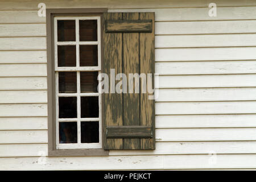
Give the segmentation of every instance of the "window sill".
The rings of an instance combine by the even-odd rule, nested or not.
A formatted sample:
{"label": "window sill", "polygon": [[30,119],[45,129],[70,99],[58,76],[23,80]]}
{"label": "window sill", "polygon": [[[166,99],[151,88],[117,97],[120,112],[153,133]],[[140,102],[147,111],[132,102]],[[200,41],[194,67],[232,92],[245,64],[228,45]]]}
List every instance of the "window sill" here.
{"label": "window sill", "polygon": [[102,148],[89,149],[58,149],[48,151],[48,156],[107,156],[109,151]]}

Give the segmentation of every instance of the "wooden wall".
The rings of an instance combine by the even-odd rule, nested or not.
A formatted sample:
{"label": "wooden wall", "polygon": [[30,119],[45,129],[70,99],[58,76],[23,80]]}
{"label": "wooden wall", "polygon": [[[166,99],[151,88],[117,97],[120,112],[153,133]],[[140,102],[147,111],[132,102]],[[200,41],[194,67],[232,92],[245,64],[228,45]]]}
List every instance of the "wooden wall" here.
{"label": "wooden wall", "polygon": [[[40,2],[155,12],[155,151],[40,157],[48,148]],[[216,17],[209,2],[1,1],[0,169],[256,169],[256,2],[214,1]]]}

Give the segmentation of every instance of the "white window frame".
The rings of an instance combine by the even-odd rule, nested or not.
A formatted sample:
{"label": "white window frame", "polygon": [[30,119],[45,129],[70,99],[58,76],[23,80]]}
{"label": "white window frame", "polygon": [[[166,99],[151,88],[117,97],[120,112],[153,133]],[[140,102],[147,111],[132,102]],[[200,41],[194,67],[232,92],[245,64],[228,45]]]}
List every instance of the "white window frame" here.
{"label": "white window frame", "polygon": [[[57,42],[57,20],[75,20],[76,22],[76,41]],[[97,20],[97,41],[80,42],[79,41],[79,20]],[[57,46],[75,45],[76,46],[76,67],[59,67],[57,64]],[[80,67],[79,45],[98,45],[98,66]],[[81,93],[80,90],[80,71],[98,71],[101,73],[101,19],[100,16],[55,16],[54,18],[54,47],[55,47],[55,100],[56,100],[56,149],[69,148],[102,148],[102,119],[101,119],[101,95],[99,93]],[[73,71],[77,72],[77,93],[59,93],[59,71]],[[77,118],[59,118],[59,97],[76,97]],[[92,118],[81,118],[81,97],[98,97],[99,117]],[[59,123],[60,122],[76,121],[77,123],[77,143],[59,143]],[[90,143],[81,143],[81,122],[98,121],[99,124],[99,142]]]}

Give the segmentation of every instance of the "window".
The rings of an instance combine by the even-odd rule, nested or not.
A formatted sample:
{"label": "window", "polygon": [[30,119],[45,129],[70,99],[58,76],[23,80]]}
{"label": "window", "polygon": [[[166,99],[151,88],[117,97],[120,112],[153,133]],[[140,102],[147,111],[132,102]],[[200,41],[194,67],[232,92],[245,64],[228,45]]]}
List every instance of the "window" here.
{"label": "window", "polygon": [[100,148],[100,16],[56,16],[57,149]]}
{"label": "window", "polygon": [[100,73],[110,88],[118,73],[154,74],[154,14],[106,11],[46,10],[50,156],[155,148],[155,101],[142,80],[134,94],[97,89]]}

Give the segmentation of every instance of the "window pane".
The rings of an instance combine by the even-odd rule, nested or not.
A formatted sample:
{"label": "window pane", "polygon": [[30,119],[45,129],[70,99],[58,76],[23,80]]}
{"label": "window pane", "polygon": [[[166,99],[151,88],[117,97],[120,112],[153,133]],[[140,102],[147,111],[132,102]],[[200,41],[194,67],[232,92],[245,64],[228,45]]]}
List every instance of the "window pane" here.
{"label": "window pane", "polygon": [[98,72],[80,72],[81,92],[98,92]]}
{"label": "window pane", "polygon": [[59,93],[76,93],[76,72],[59,72]]}
{"label": "window pane", "polygon": [[59,118],[77,118],[76,106],[76,97],[59,97]]}
{"label": "window pane", "polygon": [[98,122],[86,121],[81,122],[81,142],[98,143]]}
{"label": "window pane", "polygon": [[98,97],[81,97],[81,117],[98,118]]}
{"label": "window pane", "polygon": [[98,65],[98,46],[80,45],[80,67]]}
{"label": "window pane", "polygon": [[75,20],[57,20],[58,42],[76,41]]}
{"label": "window pane", "polygon": [[65,122],[59,123],[60,143],[77,143],[77,123]]}
{"label": "window pane", "polygon": [[75,67],[76,55],[76,46],[58,46],[58,67]]}
{"label": "window pane", "polygon": [[97,20],[79,20],[80,41],[97,41]]}

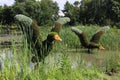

________________

▶ [Short exercise]
Filter the records above, copying out every line that contains the string "wooden". Treat the match as case-sensitive.

▶ [Finished exercise]
Give the segmentation of every instance of the "wooden wall".
{"label": "wooden wall", "polygon": [[30,119],[45,129],[70,99],[58,76],[23,80]]}
{"label": "wooden wall", "polygon": [[[166,99],[151,88],[117,97],[120,112],[153,133]],[[140,102],[147,111],[132,102]],[[200,41],[194,67],[232,92],[245,64],[228,45]]]}
List every instance of the "wooden wall" here.
{"label": "wooden wall", "polygon": [[[40,2],[155,12],[155,151],[40,157],[48,148]],[[216,17],[209,2],[1,1],[0,169],[256,169],[256,2],[214,1]]]}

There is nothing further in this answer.